Line by line, restate the listing below without any change.

+---+

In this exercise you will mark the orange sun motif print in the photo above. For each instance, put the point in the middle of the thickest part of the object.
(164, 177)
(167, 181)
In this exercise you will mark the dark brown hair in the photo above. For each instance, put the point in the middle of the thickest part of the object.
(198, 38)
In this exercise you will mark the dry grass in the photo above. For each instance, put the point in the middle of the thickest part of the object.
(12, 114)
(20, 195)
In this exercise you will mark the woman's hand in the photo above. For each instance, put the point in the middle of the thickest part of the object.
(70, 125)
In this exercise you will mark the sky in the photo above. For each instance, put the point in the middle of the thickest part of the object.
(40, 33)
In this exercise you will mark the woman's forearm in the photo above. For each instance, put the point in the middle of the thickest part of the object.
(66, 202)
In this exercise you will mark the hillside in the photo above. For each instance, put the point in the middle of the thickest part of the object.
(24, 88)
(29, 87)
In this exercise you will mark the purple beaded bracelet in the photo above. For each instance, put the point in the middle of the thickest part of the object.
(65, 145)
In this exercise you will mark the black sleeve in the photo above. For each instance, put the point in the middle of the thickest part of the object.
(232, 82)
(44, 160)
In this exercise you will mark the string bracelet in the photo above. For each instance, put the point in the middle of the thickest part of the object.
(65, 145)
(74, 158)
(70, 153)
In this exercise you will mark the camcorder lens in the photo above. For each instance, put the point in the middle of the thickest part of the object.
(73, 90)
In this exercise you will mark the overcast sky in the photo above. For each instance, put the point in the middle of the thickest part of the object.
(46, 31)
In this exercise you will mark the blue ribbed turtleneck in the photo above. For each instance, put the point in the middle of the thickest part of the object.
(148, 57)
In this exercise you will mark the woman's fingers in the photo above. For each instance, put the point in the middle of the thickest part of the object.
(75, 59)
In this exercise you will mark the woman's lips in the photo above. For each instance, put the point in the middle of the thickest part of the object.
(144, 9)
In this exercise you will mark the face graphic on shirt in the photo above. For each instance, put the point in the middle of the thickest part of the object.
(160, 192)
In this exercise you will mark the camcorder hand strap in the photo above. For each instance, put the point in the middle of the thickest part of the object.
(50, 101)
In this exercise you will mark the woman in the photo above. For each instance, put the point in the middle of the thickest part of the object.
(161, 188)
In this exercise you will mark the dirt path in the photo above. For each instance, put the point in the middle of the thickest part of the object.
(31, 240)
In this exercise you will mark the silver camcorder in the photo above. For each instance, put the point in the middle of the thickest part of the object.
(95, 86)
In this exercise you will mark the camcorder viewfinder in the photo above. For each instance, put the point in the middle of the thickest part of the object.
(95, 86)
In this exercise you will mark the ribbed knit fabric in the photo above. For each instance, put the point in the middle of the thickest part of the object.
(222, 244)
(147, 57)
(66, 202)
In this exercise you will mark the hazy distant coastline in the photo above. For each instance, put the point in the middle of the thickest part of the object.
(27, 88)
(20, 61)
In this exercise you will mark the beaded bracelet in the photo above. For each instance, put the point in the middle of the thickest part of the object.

+---+

TASK OUTPUT ->
In this exercise you will mark the orange sun motif print in the photo above. For each instance, put the point in the middle of the thickest part of the object.
(164, 177)
(167, 181)
In this exercise you will mark the dark brown hair in the photo above. For each instance, put the point in the middle of the thickest part of the object.
(198, 38)
In this exercise you will mark the dry grass in the photo above. For each instance, put the point in the middle of the thickest part of the object.
(12, 114)
(20, 195)
In this exercise you will mark the woman's hand in the photo above. For each instance, put the point in the middle of the thickest part of the object.
(70, 125)
In this exercise you will mark the sky in the photo above. For each instance, put the point in the middle of the thickest part of the object.
(40, 33)
In this exercise you will mark the woman's forearm in the photo above. For each instance, put the point in the middle of the thickest part of the object.
(66, 202)
In this exercise you will mark the hillside in the photo above. For each instance, put the point in the middle of the thickest part of the object.
(24, 88)
(29, 87)
In this exercise you will mark the purple beaded bracelet in the photo above. For each instance, put the point in the middle of the thickest part of the object.
(65, 145)
In this exercise you will mark the black sleeve in the photo above. For each instance, put the point in the middle of the thickest part of the object.
(232, 82)
(44, 160)
In this exercise you will mark the string bracelet in the photo above. For each instance, put the point in the middle of the thickest part of the object.
(65, 145)
(74, 158)
(70, 153)
In this exercise you will mark the camcorder lens in the photo above. For each instance, put the point in the middle of the thickest part of the object.
(73, 90)
In this exercise you will mark the overcast sky in the photo above. For each instance, put the point in the middle of the thickest part of the object.
(46, 31)
In this exercise you will mark the blue ribbed turtleneck in the photo above. For each instance, put the point in the middle of the thickest part of the object.
(148, 57)
In this exercise you will mark the woman's fingers in the photo above. For each instance, put the point in the middle of the thickest part of the object.
(75, 59)
In this exercise you will mark the woman's lips in the photo above. For each instance, put the point in the middle of the thickest part of the object.
(144, 9)
In this exercise you will mark the face graphic on shirt in the photo above. For each instance, put the point in the middle of the thickest part of the object.
(160, 192)
In this exercise you will mark the camcorder hand strap in the photo above. For each instance, put the point in the middle of the thickest part of the object.
(50, 101)
In this exercise you will mark the woman in the photo above. For each instance, put the point in the middle of the thickest part of the object.
(161, 188)
In this exercise you will mark the dirt path in the photo above. For each instance, put the point in the middle of the thickest part of the object.
(31, 240)
In this exercise you will mark the silver camcorder in the photo above. For each instance, put the point in the middle of the thickest part of the object.
(95, 86)
In this exercise you will mark the camcorder viewfinder in the photo above. For each instance, put the point in the middle of the thickest part of the object.
(95, 86)
In this exercise you will mark the ribbed knit fabric in the photo above. For each instance, put the point in the middle of the thickest part of the object.
(222, 244)
(147, 57)
(66, 202)
In this exercise you will mark the hazy distant coastline in the photo above. For each instance, put the point in the middle of the thickest part of the object.
(27, 88)
(20, 61)
In this exercise you will mark the beaded bracelet in the photo above. For each instance, put the point in the middle of the thickest part of the object.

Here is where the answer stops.